(DATA FOR THIS EXERCISE Opens)

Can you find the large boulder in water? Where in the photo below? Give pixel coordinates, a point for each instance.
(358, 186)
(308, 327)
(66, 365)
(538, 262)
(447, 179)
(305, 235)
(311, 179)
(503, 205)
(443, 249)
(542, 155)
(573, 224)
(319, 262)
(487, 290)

(DATA FOR THIS EXERCISE Closes)

▸ **TRY IT**:
Copy every record exactly, leaving each line intact.

▸ **ANSWER SECTION**:
Can you find the large boulder in water? Where in the photo below? Give pixel coordinates, a point for each instance.
(358, 186)
(308, 327)
(66, 365)
(538, 262)
(447, 179)
(305, 235)
(311, 179)
(503, 205)
(443, 249)
(542, 155)
(573, 224)
(319, 262)
(487, 290)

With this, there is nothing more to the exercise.